CONSIGNE: Donnez, s'il vous plaît, la suite de l'extrait ci-dessous sur les sommes versées par les banques américaines pour clore les poursuites, en reprenant juste après sa dernière phrase.

EXTRAIT DU DOCUMENT:
:::
L’actualité américaine récente semble confirmer l’analyse de Jed S. Rakoff. En juillet, 2014, Citigroup acceptait de s’acquitter de 7 milliards $[9] pour mettre un point final à l’enquête pénale du Département de la Justice concernant ses agissements dans le marché des subprimes. Un mois après, Bank of America s’est engagée à verser 17 milliards $[10] pour faire amende honorable au nom de Merrill Lynch qu’elle avait absorbée en 2009. Déjà en novembre 2013, JP Morgan Chase était allé à Canossa en acceptant de payer 13 milliards $[11] pour clore les poursuites judiciaires contre Bear Sterns et Washington Mutual, elles aussi tombées dans son escarcelle pendant la crise de 2008, après avoir initialement proposé au Département de la Justice américain une indemnisation de seulement 3 milliards $.
:::
MATÉRIEL FOURNI:
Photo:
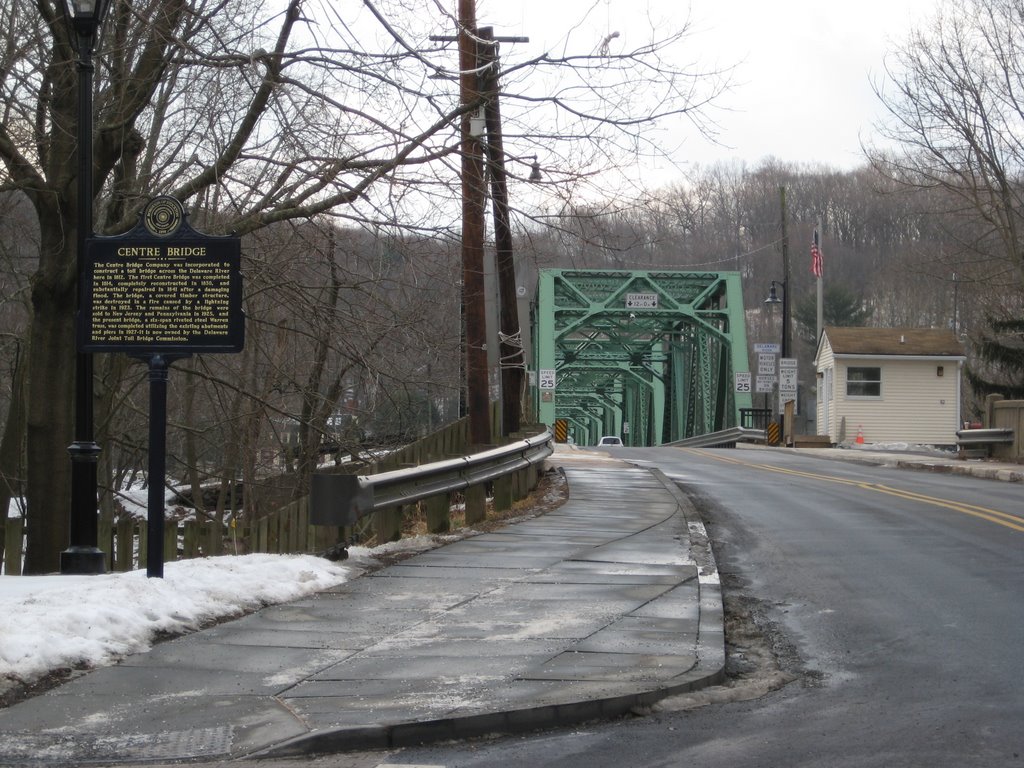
:::
RÉSULTAT FINAL:
Les sévères amendes qui ont frappé de grandes banques américaines seraient une raison d’espérer si elles n’étaient … partiellement déductibles des impôts. Ainsi dans l’accord avec JP Morgan Chase[12], 7 des 13 milliards $ pourront être soustraits des profits, car ils ne sont techniquement pas catalogués comme une amende mais un versement aux Etats fédérés pour les indemniser de leurs pertes. Cette déduction crée un aléa moral[13] car elle ravale une pénalité en frais de fonctionnement à ajouter au coût de faire des affaires. L’autre inconvénient (ou avantage, selon le point de vue où on se place), de ces règlements extra-judiciaires est que la partie qui accepte de régler le litige « à l’amiable » n’a finalement pas à reconnaître ses torts publiquement. Le paiement éteint l’action et la mauvaise publicité est chassée par l’actualité suivante.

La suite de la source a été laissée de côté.